- **Source document**:

Eleanor of Aragon (1333 – 26 December 1416) was Queen consort of Cyprus by marriage to Peter I of Cyprus. She was regent of Cyprus during the absence of her spouse in 1366, and regent during the minority of her son Peter II of Cyprus from 1369.

==Life==
Eleanor was a member of the House of Barcelona as the daughter of Peter of Aragon and Joan of Foix.

To enhance his kingdom's political and economic power in the Mediterranean, King Peter IV of Aragon arranged a marriage in 1353 between his cousin Eleanor and Peter I of Cyprus. By this marriage Eleanor became Queen of Cyprus and titular Queen of Jerusalem and Armenia.

===Queen regent of Cyprus===
The reign of Eleanor's husband did not immediately benefit Cyprus. Her husband kept mistresses, which she was unable to endure. In 1366, when Peter went off on a crusade against Alexandria, he made Eleanor regent of Cyprus.

After the return of Peter I from a long trip to Europe, Eleanor was accused of having committed adultery with John of Morf, the titular ruler of Edessa. The court convened, but subsequently dismissed the charges. Peter then bullied Eleanor's favored nobles, including his own brothers. On 17 January 1369, Peter was murdered in the arms of a lover, perhaps on the orders of his brothers John and James.

- **To be done**:
1. Print part of the Eleanor of Aragon article word for word, starting at the words "To enhance his" and ending after the words "regent of Cyprus.".
2. For each statement below, say yes or no according to the Eleanor of Aragon article, and quote the deciding words: (a) Peter I made Eleanor regent of Cyprus when he left on a crusade against Alexandria. (b) The court found Eleanor guilty of adultery with John of Morf. (c) King Peter IV of Aragon arranged Eleanor's marriage to Peter I of Cyprus in 1353.

- **Given entries**:
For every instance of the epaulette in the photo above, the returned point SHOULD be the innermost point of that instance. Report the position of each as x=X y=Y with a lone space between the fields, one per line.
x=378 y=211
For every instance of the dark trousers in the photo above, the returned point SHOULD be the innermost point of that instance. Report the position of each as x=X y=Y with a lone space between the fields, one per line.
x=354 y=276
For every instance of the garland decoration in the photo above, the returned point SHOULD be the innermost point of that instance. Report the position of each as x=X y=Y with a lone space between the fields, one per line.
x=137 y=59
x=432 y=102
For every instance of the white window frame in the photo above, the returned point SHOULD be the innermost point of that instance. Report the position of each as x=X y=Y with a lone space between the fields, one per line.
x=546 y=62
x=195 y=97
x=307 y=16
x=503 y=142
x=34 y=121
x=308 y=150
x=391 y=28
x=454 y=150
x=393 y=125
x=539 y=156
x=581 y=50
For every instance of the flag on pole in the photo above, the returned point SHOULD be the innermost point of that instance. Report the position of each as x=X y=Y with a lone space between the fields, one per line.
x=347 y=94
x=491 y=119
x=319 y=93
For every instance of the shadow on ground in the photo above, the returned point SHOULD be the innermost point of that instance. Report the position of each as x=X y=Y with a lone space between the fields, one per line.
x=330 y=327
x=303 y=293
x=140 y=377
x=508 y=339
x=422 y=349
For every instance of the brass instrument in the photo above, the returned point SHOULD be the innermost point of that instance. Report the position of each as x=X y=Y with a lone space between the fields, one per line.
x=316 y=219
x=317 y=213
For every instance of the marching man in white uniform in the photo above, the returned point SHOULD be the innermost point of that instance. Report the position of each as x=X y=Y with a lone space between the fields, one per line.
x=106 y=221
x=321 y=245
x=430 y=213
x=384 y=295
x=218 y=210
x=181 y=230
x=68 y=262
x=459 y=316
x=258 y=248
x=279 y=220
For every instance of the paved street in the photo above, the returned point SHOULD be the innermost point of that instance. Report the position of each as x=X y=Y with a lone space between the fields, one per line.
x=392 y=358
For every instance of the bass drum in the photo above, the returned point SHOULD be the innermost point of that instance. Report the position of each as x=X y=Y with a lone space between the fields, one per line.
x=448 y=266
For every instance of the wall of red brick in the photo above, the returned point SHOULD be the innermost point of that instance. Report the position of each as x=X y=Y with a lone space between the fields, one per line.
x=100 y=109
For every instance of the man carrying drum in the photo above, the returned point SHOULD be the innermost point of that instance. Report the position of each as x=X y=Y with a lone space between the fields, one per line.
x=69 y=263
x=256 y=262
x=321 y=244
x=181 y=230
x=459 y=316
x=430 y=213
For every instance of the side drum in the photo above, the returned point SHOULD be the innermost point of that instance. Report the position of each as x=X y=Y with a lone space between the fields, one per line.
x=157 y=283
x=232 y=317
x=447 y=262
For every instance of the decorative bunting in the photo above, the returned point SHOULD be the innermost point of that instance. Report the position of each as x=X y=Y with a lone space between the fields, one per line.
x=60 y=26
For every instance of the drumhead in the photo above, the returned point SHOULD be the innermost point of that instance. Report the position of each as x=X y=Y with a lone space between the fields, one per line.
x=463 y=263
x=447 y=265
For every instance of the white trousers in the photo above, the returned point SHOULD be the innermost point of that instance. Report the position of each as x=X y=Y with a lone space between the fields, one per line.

- **Task-by-task solutions**:
1.
To enhance his kingdom's political and economic power in the Mediterranean, King Peter IV of Aragon arranged a marriage in 1353 between his cousin Eleanor and Peter I of Cyprus. By this marriage Eleanor became Queen of Cyprus and titular Queen of Jerusalem and Armenia.

===Queen regent of Cyprus===
The reign of Eleanor's husband did not immediately benefit Cyprus. Her husband kept mistresses, which she was unable to endure. In 1366, when Peter went off on a crusade against Alexandria, he made Eleanor regent of Cyprus.

2.
(a) Yes: "In 1366, when Peter went off on a crusade against Alexandria, he made Eleanor regent of Cyprus."
(b) No: "The court convened, but subsequently dismissed the charges."
(c) Yes: "King Peter IV of Aragon arranged a marriage in 1353 between his cousin Eleanor and Peter I of Cyprus."